Jesse Helms was a segregationist, and a nasty one at that.
Long after his contemporaries abandoned old “Jim Crow,” Helms kept playing the race card when it served him politically. And when he was not picking on African-Americans, he picked on ethnic minorities, immigrants, trade unionists and gays and lesbians.
While Helms served thirty years in the Senate, his tenure on Capitol Hill was never so historically significant as his crude pursuit of power and the unsettling lengths to which he went to retain it. “He’ll be remembered, in part, for the strong racist streak that articulated his politics and almost all of his political campaigns – “they were racialized in the most negative ways,” recalled Kerry Haynie, a political science professor at Duke University.
Helms’ death Friday, at age 86, brings America a small step closer to the end of the post-antebellum era in our politics that saw the men who had battled to deny the franchise to millions of Americans because of the color of their skin — and who fought even more aggressively to deny adequate education, nutrition and health care to African-American children — make the easy transition to leadership positions in the “modern” Republican Party.
Helms was not always a Republican. As a young man of the Old South, he had no interest in joining an organization that, well into the 20th century, proudly referred to itself as “the party of Lincoln.”
Only when the Grand Old Party adopted a southern accent and replaced references to the Great Emancipator with grumping about “racial quotas” did Helms make the switch to the party of Ronald Reagan, George Bush and John McCain. He brought along the symbols and sounds of the “Jim Crow” Democrats, insisting that Republican events celebrate the memory of Robert E. Lee and encouraging the singing of “Dixie” at party rallies.
Helms was not just any Republican, however. He was an essential player in the remaking of the party. With his National Congressional Club, a money-raising machine that helped forge what came to be called “the New Right” within the GOP, Helms aide Carter Wrenn says the senator forced “the realignment of the Republican party.”
“You can’t really separate the growth of the Republican party from Jesse’s career,” explained Wrenn.
The wily Richard Nixon was one of the first Republicans to recognize Helms’ utility.
The North Carolinian was welcomed into the GOP by then President Nixon and his southern strategists of the late 1960s and early 1970s because they understood that Helms was skilled at working the fault lines that could turn white fears into Republican votes.
The Republicans are still working those fault-lines. Indeed, some of the people who worked most closely with Helms as he transformed what began as an anti-slavery party into a comfortable retreat for white-backlash voters are now key players in the campaign of John McCain, the presumptive Republican nominee for president.

....

=== PARTS OF THE EXERCISE ===
• A. In the piece on Jesse Helms, what position does Kerry Haynie hold?
• B. Substitute "gatherings" for "rallies" in the piece on Jesse Helms, and write out everything from "Only when the" down to "at party rallies." with that change.
• C. Resume the piece on Jesse Helms after its last sentence, keeping its voice and line of argument.

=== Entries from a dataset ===

....

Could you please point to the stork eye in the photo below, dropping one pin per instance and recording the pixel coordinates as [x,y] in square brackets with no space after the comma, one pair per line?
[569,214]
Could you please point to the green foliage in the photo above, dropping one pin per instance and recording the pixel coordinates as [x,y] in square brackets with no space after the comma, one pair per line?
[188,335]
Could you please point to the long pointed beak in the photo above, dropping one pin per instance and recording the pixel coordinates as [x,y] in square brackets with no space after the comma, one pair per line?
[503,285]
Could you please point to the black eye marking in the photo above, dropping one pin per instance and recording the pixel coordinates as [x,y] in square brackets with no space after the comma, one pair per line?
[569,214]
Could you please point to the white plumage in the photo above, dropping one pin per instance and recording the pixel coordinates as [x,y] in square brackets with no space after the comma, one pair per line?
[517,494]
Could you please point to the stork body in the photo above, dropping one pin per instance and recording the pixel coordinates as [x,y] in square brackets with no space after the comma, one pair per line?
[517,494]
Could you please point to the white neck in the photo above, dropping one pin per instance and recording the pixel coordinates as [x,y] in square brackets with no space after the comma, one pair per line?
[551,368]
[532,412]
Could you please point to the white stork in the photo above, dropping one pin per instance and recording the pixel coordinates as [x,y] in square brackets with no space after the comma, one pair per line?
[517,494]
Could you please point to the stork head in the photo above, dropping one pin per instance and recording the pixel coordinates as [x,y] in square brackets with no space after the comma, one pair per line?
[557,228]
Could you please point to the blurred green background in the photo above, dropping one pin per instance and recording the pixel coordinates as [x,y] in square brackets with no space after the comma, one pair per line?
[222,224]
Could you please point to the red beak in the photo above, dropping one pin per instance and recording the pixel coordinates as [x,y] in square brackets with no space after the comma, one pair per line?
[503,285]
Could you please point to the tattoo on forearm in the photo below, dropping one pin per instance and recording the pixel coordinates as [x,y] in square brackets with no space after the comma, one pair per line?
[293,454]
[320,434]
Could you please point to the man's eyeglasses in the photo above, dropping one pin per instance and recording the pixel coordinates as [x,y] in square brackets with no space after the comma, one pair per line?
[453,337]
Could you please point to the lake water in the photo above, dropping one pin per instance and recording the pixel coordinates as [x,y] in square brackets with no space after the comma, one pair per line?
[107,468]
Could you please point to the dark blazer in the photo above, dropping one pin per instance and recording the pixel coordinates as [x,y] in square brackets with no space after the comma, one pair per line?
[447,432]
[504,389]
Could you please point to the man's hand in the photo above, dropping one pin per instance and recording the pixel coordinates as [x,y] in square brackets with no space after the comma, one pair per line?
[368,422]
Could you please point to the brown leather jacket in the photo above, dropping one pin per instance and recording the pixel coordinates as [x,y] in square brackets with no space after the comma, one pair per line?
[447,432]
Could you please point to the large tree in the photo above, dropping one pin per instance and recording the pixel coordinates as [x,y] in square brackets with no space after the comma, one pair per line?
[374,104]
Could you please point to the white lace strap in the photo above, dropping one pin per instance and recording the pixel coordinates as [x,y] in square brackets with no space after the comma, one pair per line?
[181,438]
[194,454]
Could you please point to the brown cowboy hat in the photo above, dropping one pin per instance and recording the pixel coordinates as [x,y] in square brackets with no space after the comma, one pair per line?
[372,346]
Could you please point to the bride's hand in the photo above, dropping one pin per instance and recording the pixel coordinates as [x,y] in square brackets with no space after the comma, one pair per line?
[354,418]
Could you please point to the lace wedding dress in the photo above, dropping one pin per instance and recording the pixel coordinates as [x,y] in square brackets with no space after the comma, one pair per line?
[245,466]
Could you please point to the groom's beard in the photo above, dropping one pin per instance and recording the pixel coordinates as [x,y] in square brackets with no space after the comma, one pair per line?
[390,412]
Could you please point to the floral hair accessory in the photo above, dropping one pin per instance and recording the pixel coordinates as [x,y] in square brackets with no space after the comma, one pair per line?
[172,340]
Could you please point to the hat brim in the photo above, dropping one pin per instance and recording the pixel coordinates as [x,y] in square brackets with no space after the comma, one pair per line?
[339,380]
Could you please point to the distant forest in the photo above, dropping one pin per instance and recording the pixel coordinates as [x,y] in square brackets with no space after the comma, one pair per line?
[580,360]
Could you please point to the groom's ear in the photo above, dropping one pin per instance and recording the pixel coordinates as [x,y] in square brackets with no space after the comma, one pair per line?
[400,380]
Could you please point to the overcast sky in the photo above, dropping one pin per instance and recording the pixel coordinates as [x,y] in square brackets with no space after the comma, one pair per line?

....

=== RESPONSES PER TASK ===
• A. Kerry Haynie is a political science professor at Duke University.

• B.
Only when the Grand Old Party adopted a southern accent and replaced references to the Great Emancipator with grumping about “racial quotas” did Helms make the switch to the party of Ronald Reagan, George Bush and John McCain. He brought along the symbols and sounds of the “Jim Crow” Democrats, insisting that Republican events celebrate the memory of Robert E. Lee and encouraging the singing of “Dixie” at party gatherings.

• C.
“Let us remember a life dedicated to serving this nation,” McCain declared in a statement on the death of Helms, to whom he was compared favorably by former Senate Majority Leader Bob Dole earlier this year. (Actually, Dole suggested that McCain was somewhat more conservative than Helms.)
Those who battled hardest against Helms and his racial politics are quite certain that the 2008 campaign of Republican McCain against Democrat Barack Obama, who in August will become the first African-American nominee of a major party for president, will take a Helmsian turn.
“There’s no question appeals will be made by McCain’s campaign on racial lines,” says North Carolina Congressman Mel Watt, who felt the full brunt of that racial politics when he managed the campaign of Harvey Gantt, an African-American Democrat who challenged Helms in 1990 and 1996.
Jesse Alexander Helms Jr. got his start in national politics as a campaign strategist for Willis Smith, who mounted a race-baiting challenge to U.S. Senator Frank Porter Graham in the 1950 North Carolina Democratic primary.
Graham, a former president of the University of North Carolina, served in the Senate as a national Democrat, who supported President Harry Truman and accepted the party’s emerging commitment to civil rights.
Smith, who was backed by the segregationist dead-enders that had supported the 1948 States’ Rights Party (“Dixiecrat”) campaign of segregationist Strom Thurmond, hired Helms to help him win by exploiting racist sentiment in the state.
One advertisement that Helms and his team created screamed: “White people, wake up before it is too late. Do you want Negroes working beside you, your wife and your daughters, in your mills and factories? Frank Graham favors mingling of the races.”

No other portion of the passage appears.